### EXERCISE PROMPT
Copy the data below without any change, starting at the line that contains "of the green" and continuing through the end of the data, both ends included.

[Dataset records]

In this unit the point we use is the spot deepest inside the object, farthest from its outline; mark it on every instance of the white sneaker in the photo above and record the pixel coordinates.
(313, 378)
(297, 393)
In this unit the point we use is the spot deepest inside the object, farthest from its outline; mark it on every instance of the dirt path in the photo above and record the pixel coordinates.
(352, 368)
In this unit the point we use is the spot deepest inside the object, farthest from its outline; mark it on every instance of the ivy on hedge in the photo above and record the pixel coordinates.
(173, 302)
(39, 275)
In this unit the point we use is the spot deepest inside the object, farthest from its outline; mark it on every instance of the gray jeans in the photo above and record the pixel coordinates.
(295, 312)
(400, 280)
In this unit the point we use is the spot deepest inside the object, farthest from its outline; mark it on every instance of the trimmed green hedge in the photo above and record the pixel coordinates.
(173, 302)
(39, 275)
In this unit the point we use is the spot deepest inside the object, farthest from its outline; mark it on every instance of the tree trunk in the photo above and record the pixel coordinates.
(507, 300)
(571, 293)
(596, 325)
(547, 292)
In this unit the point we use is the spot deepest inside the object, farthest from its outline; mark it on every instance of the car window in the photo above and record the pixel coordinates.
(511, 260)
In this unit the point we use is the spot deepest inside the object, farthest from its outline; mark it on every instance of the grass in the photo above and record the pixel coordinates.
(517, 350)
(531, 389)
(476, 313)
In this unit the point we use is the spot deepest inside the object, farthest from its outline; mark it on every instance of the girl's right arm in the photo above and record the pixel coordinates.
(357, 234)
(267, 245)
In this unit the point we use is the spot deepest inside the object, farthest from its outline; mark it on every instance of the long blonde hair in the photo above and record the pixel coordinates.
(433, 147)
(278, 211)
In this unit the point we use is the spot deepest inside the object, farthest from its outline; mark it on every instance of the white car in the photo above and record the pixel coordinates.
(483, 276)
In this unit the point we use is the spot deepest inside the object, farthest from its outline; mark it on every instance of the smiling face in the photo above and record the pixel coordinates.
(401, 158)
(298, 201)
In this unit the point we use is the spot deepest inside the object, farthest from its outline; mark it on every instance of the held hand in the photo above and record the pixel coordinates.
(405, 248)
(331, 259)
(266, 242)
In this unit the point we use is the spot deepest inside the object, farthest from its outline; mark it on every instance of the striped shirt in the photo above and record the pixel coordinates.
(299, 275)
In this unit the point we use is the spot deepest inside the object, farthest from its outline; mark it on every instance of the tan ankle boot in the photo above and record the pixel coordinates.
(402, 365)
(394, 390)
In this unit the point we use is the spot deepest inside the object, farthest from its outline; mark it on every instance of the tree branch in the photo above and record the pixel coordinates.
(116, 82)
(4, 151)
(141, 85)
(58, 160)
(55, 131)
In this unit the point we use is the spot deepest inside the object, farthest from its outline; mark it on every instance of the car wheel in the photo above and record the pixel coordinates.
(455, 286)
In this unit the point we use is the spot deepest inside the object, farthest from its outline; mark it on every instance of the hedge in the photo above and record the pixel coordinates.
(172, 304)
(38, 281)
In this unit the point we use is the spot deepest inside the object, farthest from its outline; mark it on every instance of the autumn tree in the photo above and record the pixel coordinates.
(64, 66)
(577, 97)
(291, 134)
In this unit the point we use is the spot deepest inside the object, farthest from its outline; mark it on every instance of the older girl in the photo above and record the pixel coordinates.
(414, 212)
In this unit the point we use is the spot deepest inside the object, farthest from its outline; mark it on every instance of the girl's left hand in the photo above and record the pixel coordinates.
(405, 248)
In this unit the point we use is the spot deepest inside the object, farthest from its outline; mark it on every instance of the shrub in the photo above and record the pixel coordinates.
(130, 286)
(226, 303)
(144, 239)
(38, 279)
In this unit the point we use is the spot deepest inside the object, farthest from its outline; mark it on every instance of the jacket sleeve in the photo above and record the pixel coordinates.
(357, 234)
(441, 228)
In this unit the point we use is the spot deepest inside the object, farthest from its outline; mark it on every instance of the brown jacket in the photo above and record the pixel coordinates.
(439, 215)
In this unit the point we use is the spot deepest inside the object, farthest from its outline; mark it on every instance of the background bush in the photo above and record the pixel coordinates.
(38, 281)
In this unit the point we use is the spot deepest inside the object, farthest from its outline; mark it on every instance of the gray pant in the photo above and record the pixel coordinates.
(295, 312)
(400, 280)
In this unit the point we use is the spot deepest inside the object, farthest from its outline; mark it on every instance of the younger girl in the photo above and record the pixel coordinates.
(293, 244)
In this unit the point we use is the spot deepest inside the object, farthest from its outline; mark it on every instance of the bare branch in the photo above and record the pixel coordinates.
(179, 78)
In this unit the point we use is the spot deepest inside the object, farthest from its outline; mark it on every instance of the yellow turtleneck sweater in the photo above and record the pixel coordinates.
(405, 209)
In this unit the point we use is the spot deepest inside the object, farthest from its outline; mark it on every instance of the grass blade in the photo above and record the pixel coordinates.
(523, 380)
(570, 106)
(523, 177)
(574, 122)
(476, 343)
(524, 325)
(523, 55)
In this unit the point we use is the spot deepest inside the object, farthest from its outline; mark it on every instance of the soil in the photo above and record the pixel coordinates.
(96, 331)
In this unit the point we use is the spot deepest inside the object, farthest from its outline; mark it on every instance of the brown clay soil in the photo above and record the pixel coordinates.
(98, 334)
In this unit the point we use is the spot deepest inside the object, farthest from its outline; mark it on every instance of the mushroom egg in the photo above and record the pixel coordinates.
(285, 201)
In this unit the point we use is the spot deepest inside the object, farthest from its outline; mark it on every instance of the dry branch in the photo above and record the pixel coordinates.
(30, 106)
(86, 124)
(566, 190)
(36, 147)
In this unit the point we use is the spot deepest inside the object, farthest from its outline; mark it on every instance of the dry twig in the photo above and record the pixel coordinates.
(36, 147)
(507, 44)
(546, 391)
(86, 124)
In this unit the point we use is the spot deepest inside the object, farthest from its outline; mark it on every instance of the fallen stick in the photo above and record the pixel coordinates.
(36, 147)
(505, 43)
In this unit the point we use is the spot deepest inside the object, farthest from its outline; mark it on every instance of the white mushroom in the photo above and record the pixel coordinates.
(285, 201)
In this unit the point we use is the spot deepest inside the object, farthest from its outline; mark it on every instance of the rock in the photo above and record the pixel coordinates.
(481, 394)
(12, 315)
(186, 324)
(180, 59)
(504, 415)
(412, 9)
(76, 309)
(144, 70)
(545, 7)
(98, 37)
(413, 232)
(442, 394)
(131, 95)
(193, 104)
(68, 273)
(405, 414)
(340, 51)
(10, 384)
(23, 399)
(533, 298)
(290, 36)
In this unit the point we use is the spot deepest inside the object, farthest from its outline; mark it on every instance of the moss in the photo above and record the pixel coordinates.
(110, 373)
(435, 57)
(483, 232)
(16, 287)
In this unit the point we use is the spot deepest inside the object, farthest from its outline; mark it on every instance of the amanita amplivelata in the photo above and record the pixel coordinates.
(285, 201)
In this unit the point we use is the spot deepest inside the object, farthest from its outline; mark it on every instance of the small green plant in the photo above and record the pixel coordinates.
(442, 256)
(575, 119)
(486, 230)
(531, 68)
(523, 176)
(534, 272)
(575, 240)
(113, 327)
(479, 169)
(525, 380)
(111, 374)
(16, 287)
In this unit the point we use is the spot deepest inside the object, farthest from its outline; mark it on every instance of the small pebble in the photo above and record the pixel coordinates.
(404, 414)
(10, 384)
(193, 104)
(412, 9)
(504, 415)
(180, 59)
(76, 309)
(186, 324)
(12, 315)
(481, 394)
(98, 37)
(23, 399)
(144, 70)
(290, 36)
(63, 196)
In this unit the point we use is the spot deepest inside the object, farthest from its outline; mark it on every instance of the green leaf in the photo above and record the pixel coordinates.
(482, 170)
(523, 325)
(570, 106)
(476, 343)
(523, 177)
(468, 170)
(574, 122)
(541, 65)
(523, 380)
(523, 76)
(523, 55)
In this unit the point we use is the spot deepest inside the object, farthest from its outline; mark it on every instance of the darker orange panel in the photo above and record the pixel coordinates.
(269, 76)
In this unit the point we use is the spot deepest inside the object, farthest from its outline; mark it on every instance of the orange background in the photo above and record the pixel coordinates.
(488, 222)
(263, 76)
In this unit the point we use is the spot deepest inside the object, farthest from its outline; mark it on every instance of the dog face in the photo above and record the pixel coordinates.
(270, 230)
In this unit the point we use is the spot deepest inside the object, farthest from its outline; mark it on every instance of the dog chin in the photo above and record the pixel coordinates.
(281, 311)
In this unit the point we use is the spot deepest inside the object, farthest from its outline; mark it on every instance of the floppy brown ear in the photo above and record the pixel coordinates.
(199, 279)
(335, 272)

### PROBLEM SOLUTION
In this unit the point we use is the spot deepest inside the object, farthest from its outline; mark it on every instance of the green leaf in the photo above and record the pixel coordinates.
(482, 170)
(523, 325)
(570, 106)
(476, 343)
(523, 177)
(468, 170)
(574, 122)
(541, 65)
(523, 380)
(523, 76)
(523, 55)
In this unit the point we use is the spot deepest inside the object, farthest from its outline; mark it on every instance of the darker orange panel in the photo above and record the pixel coordinates.
(269, 76)
In this unit the point we use is the spot deepest inside the object, farthest from its outline; mark it on every instance of the orange background in the photo above and record the pixel coordinates.
(488, 222)
(263, 76)
In this unit the point we use is the spot deepest inside the object, farthest from its outline; mark it on every instance of the dog face in the photo above and record the pixel coordinates.
(270, 230)
In this unit the point we use is the spot deepest inside the object, farthest from its outline; mark it on every instance of the dog chin in the photo above and record the pixel coordinates.
(281, 311)
In this unit the point we use is the spot deepest inside the object, farthest from its outline; mark it on every instance of the floppy brown ear in the photo above and record the pixel coordinates.
(199, 279)
(335, 272)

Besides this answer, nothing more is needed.